## ESERCIZI DA SVOLGERE:
A - Per ciascuna affermazione indica se concorda con la recensione di Mood Indigo, rispondendo sì o no e citando alla lettera le parole decisive: (i) Colin deve lavorare per mantenersi; (ii) Colin si innamora di Chloé appena la incontra; (iii) Chloé si ammala prima delle nozze.
B - Trascrivi senza modifiche il passo della recensione di Mood Indigo che inizia con le parole "Colin è un giovane" e si chiude dopo le parole "il dolore dell’amata.".
+++ ESTRATTO
Prodotto che recupera le atmosfere de L’arte del sogno (Le science des reves, 2006), Mood Indigo – La schiuma dei giorni (L’écume des yours, 2013) riesce a metà, pasticciando nella prima parte (eccedendo in visionarietà estrema), per poi risollevarsi nella seconda, grazie a una scelta filmica azzeccata e aderente al racconto.
Colin è un giovane ricco (proprietario di un’ingente fortuna, che gli permette di vivere senza dover lavorare) alla ricerca del vero amore. Accudito da un piccolo topo e da un cuoco (dalla cucina decorativa), a una festa Colin incontra Chloé, una donna affascinante e avvenente di cui si innamora all’istante. I due si sposano ma, durante il viaggio di nozze, Chloé si ammala di una bizzarra malattia. Colin darà fondo alla sua ricchezza per alleviare il dolore dell’amata.
++++++
+++ MATERIALE FORNITO
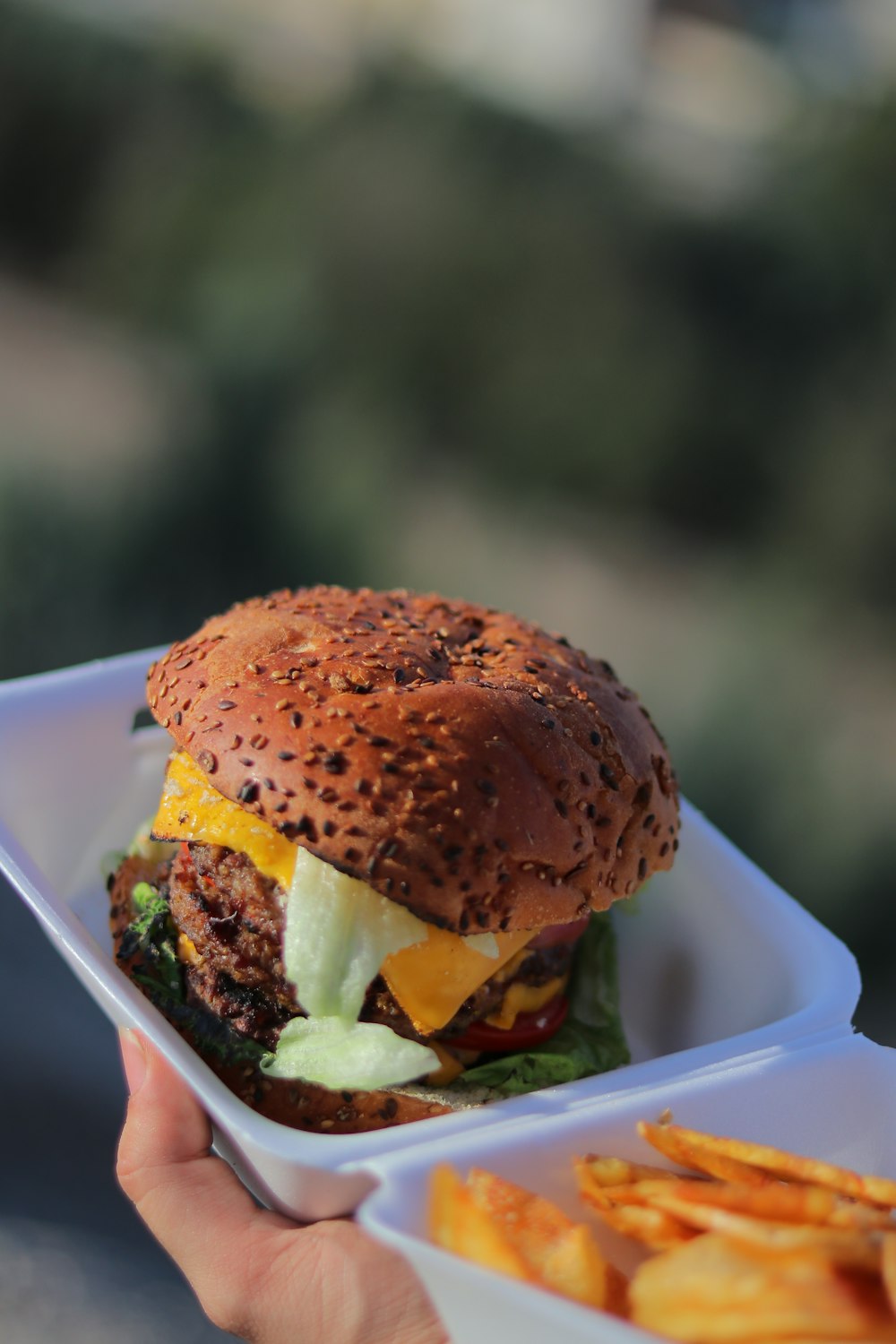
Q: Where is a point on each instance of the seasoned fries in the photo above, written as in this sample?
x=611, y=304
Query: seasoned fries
x=748, y=1245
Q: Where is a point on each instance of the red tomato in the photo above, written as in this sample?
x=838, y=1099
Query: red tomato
x=530, y=1029
x=554, y=935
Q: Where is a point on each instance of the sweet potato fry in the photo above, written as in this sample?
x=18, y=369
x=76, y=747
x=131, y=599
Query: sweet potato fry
x=719, y=1289
x=707, y=1152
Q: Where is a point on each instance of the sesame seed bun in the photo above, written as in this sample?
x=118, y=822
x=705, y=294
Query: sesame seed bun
x=458, y=760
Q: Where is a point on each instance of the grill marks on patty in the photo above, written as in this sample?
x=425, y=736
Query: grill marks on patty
x=234, y=919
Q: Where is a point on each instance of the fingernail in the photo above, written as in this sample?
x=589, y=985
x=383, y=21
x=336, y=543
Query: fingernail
x=134, y=1059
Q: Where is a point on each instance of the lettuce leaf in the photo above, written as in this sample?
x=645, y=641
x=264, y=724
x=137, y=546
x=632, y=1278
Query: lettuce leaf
x=591, y=1039
x=339, y=1054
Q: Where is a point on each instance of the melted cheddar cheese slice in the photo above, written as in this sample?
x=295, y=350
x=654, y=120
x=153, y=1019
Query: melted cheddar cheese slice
x=430, y=978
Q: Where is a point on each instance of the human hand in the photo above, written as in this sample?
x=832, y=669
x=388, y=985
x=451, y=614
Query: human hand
x=257, y=1274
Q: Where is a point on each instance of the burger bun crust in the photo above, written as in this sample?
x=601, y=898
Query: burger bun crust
x=461, y=761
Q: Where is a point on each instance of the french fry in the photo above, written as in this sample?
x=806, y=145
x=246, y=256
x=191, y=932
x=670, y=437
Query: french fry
x=616, y=1171
x=651, y=1228
x=678, y=1147
x=707, y=1152
x=719, y=1290
x=458, y=1225
x=841, y=1246
x=888, y=1269
x=495, y=1222
x=772, y=1201
x=758, y=1246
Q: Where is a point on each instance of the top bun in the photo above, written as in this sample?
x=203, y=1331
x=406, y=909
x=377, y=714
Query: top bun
x=458, y=760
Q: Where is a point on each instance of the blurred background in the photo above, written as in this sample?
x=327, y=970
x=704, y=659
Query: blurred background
x=573, y=306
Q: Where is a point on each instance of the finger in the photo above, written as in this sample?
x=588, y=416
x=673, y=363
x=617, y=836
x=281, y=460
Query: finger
x=191, y=1201
x=255, y=1273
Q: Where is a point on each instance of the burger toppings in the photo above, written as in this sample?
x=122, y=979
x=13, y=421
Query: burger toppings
x=339, y=932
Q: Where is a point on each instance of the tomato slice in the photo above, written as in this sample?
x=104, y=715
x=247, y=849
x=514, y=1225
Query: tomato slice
x=530, y=1029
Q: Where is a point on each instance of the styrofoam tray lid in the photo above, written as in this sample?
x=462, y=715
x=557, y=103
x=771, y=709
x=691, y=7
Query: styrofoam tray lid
x=833, y=1099
x=715, y=960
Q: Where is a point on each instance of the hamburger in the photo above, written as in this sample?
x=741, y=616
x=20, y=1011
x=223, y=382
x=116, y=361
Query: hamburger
x=392, y=825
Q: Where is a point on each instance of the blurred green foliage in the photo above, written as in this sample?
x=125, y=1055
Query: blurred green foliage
x=408, y=280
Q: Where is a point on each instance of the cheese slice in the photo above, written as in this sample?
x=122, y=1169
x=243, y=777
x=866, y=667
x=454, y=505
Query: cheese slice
x=525, y=999
x=191, y=809
x=433, y=980
x=430, y=978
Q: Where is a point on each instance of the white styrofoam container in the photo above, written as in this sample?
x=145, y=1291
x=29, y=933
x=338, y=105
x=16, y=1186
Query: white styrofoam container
x=716, y=961
x=834, y=1099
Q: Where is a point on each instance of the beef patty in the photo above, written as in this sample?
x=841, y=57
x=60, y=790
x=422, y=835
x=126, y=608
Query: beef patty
x=231, y=918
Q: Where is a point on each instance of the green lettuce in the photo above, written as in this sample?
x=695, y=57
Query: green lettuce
x=591, y=1040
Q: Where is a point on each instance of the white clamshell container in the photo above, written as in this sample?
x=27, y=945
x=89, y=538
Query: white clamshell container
x=834, y=1099
x=720, y=969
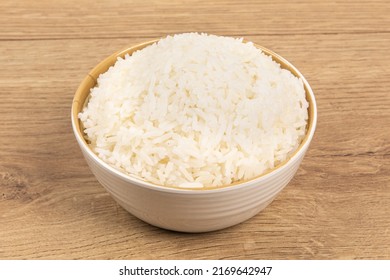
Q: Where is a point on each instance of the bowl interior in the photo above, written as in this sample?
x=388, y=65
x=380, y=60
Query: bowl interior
x=83, y=91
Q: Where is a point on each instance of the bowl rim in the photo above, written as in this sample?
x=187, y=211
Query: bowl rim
x=83, y=91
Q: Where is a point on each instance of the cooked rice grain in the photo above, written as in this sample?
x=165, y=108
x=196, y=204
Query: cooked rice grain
x=195, y=110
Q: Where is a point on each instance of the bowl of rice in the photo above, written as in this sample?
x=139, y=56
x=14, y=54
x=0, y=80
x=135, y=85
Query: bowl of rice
x=194, y=132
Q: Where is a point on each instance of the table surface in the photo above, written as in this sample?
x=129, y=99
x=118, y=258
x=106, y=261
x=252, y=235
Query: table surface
x=336, y=207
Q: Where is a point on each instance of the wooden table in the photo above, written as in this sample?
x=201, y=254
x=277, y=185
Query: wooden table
x=337, y=206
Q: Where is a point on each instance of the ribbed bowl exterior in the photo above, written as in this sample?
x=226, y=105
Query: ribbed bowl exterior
x=190, y=210
x=194, y=211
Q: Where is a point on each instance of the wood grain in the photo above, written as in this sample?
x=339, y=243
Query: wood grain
x=336, y=207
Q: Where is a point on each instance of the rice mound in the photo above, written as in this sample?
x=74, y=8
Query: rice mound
x=195, y=110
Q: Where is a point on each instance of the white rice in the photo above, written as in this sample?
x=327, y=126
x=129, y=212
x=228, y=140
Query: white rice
x=196, y=110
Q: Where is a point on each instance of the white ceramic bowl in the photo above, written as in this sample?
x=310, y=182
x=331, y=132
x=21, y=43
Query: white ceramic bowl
x=197, y=210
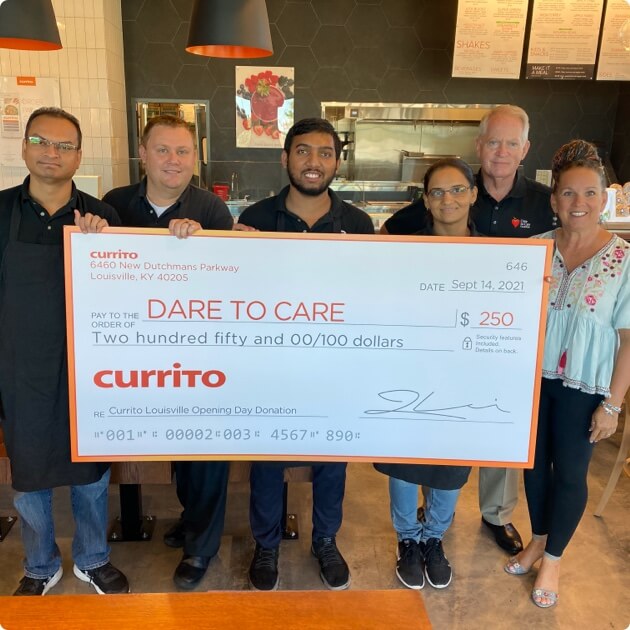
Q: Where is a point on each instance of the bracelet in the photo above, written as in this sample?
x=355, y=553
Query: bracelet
x=609, y=408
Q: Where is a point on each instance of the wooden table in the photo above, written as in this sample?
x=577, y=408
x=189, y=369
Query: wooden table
x=242, y=610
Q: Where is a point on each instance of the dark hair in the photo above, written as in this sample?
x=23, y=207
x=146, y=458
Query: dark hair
x=457, y=163
x=573, y=154
x=54, y=112
x=312, y=125
x=165, y=120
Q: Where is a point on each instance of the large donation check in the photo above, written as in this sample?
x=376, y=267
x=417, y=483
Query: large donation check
x=233, y=345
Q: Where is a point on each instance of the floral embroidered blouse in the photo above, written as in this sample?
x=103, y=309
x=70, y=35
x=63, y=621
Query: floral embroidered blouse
x=586, y=309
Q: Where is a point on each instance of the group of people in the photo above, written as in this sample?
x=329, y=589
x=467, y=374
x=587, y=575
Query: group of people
x=586, y=364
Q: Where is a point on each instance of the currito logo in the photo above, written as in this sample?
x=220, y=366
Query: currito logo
x=116, y=254
x=175, y=377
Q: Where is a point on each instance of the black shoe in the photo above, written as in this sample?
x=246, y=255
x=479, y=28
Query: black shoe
x=410, y=568
x=263, y=571
x=506, y=536
x=37, y=586
x=106, y=580
x=334, y=570
x=436, y=565
x=190, y=571
x=174, y=537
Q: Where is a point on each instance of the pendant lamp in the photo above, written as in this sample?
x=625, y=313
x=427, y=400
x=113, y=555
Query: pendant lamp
x=28, y=25
x=230, y=28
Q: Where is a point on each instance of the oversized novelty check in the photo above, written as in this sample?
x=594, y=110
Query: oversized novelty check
x=304, y=347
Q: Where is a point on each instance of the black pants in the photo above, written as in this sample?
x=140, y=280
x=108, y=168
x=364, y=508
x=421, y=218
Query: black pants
x=556, y=488
x=265, y=501
x=202, y=491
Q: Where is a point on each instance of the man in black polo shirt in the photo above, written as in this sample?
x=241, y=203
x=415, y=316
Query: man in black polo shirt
x=509, y=205
x=311, y=157
x=33, y=359
x=165, y=198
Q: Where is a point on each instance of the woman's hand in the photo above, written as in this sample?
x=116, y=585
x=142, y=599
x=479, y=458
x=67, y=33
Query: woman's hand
x=603, y=424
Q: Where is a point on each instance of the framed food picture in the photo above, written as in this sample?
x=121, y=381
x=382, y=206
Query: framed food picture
x=264, y=106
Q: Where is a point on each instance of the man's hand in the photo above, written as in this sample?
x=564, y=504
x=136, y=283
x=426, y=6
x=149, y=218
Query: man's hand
x=241, y=227
x=183, y=228
x=89, y=222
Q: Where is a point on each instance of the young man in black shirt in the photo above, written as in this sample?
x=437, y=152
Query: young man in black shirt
x=166, y=198
x=311, y=158
x=33, y=359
++++++
## ESERCIZI RISOLTI:
A -
(i) No: "che gli permette di vivere senza dover lavorare".
(ii) Sì: "di cui si innamora all’istante".
(iii) No: "durante il viaggio di nozze, Chloé si ammala di una bizzarra malattia".

B -
Colin è un giovane ricco (proprietario di un’ingente fortuna, che gli permette di vivere senza dover lavorare) alla ricerca del vero amore. Accudito da un piccolo topo e da un cuoco (dalla cucina decorativa), a una festa Colin incontra Chloé, una donna affascinante e avvenente di cui si innamora all’istante. I due si sposano ma, durante il viaggio di nozze, Chloé si ammala di una bizzarra malattia. Colin darà fondo alla sua ricchezza per alleviare il dolore dell’amata.